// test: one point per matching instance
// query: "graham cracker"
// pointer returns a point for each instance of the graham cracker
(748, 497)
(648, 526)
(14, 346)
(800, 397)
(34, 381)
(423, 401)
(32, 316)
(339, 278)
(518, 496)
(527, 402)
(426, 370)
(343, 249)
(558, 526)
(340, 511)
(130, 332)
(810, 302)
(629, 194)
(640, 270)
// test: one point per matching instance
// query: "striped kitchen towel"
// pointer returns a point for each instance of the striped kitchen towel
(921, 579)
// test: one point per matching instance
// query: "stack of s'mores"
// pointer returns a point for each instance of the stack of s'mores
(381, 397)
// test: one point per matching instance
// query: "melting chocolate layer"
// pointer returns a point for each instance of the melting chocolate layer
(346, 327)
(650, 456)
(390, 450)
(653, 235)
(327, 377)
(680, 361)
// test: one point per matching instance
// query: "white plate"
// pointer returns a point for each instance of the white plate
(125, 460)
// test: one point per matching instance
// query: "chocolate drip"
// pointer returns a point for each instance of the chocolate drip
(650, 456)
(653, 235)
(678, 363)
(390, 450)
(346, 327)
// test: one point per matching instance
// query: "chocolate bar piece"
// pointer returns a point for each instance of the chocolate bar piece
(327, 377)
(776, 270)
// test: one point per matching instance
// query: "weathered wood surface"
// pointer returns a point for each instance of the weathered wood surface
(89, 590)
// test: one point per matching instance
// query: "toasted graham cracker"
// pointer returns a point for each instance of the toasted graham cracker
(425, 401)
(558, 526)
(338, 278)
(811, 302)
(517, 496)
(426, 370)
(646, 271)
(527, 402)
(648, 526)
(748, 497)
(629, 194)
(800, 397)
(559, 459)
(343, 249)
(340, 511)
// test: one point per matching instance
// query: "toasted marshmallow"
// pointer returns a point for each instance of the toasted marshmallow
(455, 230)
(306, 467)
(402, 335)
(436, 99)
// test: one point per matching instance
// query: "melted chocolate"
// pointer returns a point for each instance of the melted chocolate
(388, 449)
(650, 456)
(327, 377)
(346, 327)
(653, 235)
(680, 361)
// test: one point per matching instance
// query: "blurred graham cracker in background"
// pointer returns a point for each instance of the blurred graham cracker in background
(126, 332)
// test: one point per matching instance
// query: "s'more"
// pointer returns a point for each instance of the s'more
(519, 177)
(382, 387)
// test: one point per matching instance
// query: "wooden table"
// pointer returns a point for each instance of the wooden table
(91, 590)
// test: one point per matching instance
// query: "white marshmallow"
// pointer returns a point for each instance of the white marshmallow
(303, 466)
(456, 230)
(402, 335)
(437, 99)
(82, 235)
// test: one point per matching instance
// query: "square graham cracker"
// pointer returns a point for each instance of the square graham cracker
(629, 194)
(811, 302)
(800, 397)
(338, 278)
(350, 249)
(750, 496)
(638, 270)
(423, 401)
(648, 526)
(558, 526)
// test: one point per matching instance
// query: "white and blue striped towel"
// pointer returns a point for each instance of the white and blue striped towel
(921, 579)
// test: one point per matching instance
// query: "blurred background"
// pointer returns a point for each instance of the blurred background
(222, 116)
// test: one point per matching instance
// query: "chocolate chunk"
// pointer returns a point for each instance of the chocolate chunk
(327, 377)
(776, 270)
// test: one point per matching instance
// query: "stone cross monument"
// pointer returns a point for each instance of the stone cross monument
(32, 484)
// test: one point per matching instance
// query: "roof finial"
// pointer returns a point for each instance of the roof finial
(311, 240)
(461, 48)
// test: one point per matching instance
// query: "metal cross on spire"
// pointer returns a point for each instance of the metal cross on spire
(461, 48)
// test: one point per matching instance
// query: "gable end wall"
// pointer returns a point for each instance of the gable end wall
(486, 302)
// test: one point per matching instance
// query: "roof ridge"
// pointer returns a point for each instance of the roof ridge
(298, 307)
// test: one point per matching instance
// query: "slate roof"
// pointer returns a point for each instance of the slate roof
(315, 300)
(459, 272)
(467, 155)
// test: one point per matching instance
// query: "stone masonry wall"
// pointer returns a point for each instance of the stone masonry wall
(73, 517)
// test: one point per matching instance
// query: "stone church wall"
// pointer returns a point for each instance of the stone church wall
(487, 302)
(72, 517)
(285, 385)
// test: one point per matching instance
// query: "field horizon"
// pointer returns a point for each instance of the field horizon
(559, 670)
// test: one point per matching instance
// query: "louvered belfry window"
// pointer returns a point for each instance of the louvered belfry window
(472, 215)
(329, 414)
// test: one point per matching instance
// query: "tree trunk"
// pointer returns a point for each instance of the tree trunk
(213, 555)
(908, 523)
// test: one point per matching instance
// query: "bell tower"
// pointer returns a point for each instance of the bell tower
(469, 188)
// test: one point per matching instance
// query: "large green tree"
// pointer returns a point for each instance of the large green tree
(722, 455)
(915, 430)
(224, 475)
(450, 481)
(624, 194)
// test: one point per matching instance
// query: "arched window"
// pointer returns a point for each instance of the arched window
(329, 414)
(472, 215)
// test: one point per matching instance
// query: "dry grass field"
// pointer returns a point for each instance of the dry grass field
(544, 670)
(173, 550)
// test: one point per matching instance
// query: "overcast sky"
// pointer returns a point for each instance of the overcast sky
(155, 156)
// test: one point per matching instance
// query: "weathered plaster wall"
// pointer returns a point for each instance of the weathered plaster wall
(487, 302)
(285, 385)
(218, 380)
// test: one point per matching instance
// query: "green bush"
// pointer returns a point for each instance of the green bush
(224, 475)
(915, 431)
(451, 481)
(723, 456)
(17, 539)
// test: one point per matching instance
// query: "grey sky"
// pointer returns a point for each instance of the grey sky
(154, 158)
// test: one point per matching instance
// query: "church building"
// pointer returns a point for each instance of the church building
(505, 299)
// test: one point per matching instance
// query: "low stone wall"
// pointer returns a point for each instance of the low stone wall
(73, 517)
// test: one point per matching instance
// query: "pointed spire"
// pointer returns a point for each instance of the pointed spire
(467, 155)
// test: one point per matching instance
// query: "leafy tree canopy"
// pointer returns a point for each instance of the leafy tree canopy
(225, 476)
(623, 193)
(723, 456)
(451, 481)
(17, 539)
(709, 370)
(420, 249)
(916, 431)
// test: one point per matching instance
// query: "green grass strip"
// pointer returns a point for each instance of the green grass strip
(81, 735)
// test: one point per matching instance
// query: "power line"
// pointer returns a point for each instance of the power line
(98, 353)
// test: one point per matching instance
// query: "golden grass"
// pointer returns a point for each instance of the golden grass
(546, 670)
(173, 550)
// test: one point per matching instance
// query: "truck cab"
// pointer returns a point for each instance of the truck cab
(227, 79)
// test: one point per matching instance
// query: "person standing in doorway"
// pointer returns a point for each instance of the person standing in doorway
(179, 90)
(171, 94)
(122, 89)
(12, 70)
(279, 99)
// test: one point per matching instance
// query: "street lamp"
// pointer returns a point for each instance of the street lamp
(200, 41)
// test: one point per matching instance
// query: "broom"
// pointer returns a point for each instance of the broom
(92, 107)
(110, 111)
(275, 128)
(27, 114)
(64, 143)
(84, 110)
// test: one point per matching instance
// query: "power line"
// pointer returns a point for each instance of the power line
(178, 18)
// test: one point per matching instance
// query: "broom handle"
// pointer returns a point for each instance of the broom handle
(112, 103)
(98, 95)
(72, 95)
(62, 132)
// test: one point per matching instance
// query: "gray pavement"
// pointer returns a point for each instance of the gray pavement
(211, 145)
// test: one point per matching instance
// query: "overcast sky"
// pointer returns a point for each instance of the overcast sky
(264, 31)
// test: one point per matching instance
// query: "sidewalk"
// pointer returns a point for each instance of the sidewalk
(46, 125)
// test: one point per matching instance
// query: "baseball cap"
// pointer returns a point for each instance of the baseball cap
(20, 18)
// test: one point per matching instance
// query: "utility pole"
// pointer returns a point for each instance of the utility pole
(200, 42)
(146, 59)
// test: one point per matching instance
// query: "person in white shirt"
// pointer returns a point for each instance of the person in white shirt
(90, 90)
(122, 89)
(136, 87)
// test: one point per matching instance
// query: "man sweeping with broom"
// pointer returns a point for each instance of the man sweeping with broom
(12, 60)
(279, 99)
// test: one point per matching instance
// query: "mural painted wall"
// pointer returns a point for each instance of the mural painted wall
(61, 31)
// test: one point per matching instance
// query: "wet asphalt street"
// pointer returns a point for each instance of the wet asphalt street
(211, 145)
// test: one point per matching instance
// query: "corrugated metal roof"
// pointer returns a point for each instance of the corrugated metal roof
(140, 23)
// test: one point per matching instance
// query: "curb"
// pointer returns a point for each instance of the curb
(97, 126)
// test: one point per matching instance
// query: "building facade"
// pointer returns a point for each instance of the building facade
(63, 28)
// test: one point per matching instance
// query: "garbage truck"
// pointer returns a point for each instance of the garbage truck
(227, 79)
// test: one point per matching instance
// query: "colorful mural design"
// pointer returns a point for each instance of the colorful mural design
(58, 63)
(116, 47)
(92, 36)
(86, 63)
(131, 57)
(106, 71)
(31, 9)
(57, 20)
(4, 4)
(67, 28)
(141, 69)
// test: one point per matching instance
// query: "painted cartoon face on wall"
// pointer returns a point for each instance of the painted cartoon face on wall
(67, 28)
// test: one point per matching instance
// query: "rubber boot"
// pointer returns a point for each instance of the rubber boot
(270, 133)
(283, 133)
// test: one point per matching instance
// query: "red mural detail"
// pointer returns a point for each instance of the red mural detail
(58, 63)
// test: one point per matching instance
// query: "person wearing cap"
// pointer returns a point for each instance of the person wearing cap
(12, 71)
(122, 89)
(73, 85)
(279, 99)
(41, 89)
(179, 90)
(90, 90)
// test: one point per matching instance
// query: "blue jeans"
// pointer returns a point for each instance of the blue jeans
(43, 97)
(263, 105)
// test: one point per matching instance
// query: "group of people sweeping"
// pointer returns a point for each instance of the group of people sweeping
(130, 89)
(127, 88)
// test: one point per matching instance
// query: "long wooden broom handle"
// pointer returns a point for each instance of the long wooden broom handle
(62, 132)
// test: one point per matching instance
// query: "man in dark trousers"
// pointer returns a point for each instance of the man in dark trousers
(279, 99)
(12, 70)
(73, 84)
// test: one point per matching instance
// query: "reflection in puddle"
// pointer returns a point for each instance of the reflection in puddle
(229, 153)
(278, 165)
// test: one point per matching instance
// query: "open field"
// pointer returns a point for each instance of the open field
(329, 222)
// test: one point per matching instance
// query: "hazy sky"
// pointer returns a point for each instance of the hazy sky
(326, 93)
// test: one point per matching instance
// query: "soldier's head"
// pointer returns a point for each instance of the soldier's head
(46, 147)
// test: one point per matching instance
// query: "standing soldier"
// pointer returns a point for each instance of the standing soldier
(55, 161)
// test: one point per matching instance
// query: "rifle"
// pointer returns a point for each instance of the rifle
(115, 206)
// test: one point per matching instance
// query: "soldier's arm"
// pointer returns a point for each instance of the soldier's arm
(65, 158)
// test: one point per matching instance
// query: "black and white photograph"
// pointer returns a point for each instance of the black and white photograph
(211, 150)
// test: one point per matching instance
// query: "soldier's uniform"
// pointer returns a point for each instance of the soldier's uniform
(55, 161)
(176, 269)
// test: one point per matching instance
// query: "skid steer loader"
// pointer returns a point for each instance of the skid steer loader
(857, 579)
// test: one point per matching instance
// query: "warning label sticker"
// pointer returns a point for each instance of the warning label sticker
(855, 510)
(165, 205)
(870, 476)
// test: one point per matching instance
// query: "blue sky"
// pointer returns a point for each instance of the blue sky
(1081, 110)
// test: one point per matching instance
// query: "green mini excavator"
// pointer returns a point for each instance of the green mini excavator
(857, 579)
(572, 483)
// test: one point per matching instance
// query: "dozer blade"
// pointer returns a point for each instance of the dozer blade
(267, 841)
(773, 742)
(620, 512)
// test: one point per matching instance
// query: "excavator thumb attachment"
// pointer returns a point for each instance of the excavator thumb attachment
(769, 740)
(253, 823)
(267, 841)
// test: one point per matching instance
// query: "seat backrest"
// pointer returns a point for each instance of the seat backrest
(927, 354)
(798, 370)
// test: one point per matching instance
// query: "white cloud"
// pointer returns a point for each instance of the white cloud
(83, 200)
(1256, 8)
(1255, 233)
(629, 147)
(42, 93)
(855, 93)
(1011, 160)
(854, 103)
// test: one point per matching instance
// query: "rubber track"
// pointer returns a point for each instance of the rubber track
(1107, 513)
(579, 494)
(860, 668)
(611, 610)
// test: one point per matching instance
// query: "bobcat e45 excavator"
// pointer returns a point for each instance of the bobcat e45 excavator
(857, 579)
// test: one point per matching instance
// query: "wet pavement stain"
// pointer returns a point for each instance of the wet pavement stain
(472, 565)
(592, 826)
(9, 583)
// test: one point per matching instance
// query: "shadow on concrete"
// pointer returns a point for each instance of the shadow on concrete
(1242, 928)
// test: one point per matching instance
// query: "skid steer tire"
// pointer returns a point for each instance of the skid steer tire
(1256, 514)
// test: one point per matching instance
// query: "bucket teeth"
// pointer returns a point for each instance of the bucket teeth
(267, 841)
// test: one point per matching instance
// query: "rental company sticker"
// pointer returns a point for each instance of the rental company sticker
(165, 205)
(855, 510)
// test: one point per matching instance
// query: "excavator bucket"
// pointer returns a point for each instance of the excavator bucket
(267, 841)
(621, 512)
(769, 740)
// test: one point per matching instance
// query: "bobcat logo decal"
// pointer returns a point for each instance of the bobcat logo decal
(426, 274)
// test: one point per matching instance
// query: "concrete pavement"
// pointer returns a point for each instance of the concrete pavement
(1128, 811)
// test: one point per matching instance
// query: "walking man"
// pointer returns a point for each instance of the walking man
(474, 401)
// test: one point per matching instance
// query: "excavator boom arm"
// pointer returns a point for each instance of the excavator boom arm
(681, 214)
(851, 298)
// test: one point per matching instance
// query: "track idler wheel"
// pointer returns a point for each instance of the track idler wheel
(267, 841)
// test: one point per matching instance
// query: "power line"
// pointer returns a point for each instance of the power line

WRITTEN TASK:
Please show every line in the listing that contains the word "masonry".

WRITTEN ANSWER:
// query: "stone masonry wall"
// pointer returns a point for each instance of the stone masonry wall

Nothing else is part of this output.